### [Work required]
Line tally for "steel": state how many lines of the entries include it, with no other text.

Phrase grounding data:
====

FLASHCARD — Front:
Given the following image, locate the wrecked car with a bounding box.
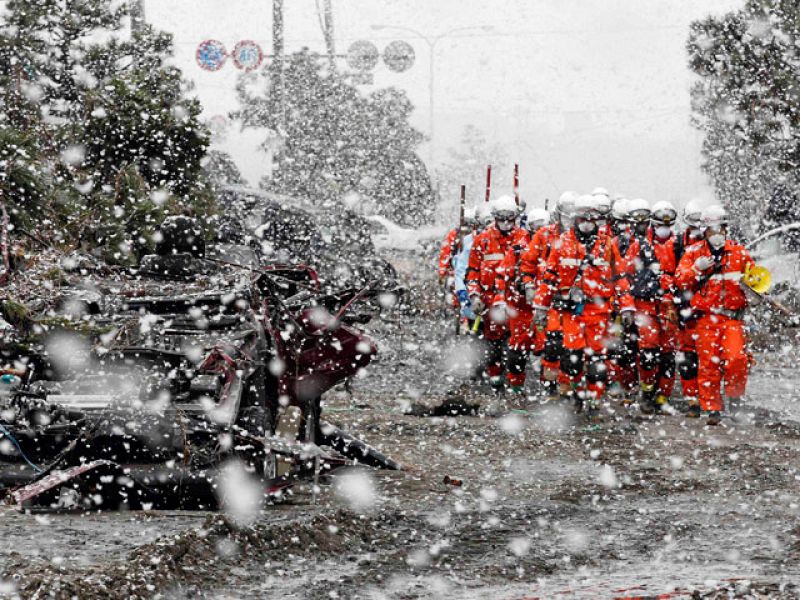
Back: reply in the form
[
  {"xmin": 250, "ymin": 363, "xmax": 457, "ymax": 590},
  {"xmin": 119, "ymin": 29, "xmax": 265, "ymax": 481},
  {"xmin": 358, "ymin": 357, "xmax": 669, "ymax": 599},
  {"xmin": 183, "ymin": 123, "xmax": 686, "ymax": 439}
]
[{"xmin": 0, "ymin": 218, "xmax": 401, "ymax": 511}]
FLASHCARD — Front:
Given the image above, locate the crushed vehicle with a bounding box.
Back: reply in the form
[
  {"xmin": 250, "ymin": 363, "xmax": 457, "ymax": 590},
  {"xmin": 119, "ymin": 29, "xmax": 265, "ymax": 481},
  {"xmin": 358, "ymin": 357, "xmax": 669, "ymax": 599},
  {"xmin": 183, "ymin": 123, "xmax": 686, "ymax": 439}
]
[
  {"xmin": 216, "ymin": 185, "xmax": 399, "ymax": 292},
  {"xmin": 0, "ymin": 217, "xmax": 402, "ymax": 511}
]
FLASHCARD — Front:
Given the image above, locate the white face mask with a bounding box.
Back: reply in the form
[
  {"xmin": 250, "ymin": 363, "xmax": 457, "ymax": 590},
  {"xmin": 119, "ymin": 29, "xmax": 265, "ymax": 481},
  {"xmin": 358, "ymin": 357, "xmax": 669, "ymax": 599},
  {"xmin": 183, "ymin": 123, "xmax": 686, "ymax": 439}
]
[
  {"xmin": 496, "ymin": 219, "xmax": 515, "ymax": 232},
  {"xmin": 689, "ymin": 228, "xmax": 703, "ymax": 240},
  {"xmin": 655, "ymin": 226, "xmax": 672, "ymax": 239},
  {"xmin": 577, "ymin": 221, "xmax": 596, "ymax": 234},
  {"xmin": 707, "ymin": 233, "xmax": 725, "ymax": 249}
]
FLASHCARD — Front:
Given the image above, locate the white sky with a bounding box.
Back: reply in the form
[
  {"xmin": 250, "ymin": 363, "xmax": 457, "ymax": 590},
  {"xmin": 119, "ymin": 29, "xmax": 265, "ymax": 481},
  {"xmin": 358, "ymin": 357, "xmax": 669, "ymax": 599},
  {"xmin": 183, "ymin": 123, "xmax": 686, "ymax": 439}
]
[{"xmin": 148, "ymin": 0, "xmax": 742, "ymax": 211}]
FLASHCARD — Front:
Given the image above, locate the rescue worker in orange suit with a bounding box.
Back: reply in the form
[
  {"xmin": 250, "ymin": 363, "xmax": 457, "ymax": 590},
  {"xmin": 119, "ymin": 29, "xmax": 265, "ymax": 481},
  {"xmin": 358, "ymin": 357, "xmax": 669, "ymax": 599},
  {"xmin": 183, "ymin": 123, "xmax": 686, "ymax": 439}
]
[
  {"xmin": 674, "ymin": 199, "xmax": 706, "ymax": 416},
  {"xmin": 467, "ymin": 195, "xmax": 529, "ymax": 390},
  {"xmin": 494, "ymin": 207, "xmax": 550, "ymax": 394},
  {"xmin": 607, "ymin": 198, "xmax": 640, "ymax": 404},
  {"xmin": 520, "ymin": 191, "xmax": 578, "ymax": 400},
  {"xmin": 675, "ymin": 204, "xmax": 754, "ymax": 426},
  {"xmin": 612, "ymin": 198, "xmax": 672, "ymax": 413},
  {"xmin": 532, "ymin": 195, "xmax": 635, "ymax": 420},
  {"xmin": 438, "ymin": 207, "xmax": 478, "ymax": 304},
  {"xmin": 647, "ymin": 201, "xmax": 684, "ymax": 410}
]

====

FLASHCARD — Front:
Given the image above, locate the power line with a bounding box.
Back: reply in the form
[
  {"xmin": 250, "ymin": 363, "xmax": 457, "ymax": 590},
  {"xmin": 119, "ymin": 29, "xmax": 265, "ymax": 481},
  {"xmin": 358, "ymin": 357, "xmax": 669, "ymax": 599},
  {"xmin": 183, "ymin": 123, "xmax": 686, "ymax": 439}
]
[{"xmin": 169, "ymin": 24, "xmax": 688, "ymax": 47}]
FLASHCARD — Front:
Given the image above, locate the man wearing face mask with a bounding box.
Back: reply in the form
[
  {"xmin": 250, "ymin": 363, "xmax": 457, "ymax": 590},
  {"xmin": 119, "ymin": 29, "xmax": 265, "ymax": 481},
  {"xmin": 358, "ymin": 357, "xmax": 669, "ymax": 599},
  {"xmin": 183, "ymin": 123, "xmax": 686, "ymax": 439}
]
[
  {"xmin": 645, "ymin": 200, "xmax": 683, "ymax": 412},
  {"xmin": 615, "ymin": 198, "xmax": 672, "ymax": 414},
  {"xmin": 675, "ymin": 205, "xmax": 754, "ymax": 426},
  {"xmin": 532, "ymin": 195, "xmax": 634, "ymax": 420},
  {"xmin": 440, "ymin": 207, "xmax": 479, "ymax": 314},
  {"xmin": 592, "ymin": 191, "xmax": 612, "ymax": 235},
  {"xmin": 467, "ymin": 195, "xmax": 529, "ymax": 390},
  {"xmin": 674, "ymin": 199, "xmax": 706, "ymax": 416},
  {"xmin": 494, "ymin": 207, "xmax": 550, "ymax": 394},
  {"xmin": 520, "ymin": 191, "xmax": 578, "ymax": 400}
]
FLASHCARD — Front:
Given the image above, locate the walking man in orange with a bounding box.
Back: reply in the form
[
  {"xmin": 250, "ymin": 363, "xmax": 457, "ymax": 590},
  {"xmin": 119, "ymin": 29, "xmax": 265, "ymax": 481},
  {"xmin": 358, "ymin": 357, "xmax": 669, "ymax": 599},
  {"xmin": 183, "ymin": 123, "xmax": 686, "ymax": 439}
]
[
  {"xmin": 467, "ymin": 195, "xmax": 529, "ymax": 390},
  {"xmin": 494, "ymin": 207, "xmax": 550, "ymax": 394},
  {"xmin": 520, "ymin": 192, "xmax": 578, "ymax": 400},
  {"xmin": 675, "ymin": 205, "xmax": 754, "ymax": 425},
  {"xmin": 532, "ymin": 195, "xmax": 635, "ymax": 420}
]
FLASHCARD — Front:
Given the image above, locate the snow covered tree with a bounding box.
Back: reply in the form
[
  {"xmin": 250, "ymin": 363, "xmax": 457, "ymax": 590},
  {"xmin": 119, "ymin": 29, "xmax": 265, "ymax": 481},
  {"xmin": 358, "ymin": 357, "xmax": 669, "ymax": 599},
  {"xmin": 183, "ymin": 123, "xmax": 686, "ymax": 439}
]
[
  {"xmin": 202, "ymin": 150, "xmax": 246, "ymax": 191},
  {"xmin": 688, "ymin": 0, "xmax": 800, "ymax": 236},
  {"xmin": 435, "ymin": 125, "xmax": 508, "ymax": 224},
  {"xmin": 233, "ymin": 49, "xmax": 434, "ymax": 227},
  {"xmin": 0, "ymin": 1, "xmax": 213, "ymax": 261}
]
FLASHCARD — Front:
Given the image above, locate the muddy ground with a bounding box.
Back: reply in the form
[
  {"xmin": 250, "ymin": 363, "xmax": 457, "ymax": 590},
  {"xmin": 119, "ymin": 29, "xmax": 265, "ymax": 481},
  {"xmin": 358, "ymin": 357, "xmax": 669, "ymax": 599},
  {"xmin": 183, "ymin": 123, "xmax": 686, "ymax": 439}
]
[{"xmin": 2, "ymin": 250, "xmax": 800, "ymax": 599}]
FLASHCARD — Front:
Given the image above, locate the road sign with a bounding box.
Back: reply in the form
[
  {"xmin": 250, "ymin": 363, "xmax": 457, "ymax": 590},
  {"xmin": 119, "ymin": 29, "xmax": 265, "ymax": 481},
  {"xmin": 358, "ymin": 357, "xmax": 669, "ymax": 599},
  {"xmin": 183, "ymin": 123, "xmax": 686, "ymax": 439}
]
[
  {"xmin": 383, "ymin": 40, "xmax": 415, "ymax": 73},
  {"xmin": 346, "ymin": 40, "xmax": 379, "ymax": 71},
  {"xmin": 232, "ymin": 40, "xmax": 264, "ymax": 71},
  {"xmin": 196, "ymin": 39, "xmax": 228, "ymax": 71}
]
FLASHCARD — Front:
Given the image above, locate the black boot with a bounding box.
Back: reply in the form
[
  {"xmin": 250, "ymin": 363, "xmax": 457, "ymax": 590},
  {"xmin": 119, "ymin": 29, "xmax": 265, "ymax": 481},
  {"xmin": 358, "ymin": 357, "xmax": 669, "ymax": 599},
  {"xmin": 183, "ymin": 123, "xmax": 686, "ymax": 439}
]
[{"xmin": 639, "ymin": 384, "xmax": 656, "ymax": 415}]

====

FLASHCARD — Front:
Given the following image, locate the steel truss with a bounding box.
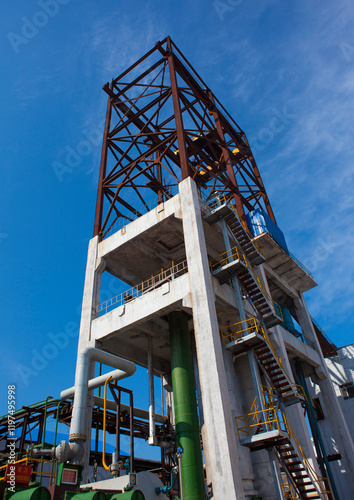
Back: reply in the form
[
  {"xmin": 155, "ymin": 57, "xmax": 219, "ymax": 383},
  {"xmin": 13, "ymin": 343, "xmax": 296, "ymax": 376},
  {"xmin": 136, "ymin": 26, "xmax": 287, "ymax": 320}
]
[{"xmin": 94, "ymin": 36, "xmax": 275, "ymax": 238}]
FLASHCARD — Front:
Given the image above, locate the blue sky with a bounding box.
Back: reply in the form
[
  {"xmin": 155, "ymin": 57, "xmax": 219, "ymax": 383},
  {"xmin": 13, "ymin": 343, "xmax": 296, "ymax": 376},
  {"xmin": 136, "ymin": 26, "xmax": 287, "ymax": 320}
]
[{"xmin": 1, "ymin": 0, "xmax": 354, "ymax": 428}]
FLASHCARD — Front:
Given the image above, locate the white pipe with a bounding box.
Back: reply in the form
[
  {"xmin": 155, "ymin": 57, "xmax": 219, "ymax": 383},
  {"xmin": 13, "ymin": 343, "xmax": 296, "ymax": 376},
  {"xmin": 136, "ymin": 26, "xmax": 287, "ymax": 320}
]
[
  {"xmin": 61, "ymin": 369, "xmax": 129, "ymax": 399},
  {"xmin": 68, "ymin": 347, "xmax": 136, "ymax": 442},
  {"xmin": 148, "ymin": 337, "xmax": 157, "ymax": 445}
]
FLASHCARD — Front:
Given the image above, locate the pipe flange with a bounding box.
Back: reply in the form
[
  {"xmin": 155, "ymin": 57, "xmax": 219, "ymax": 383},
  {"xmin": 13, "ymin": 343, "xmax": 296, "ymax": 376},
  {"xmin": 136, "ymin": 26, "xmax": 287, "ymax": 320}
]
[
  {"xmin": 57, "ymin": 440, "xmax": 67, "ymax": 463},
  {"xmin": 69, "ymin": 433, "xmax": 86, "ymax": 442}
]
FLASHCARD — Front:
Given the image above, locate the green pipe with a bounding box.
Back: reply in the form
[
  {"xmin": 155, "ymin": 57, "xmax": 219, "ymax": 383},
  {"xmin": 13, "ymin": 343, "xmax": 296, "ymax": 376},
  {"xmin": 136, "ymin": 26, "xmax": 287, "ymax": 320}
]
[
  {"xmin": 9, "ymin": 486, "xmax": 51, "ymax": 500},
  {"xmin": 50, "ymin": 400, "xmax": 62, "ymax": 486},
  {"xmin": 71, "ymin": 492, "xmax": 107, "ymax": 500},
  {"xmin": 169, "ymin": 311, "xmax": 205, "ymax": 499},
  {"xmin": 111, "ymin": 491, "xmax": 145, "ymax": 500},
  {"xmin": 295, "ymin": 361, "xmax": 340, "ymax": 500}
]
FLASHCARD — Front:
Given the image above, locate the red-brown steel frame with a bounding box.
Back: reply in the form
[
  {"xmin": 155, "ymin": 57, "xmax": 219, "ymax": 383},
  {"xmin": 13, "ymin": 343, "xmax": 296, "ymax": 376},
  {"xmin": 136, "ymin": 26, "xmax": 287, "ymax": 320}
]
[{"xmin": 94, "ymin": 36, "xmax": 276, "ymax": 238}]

====

### [Response to this exercise]
2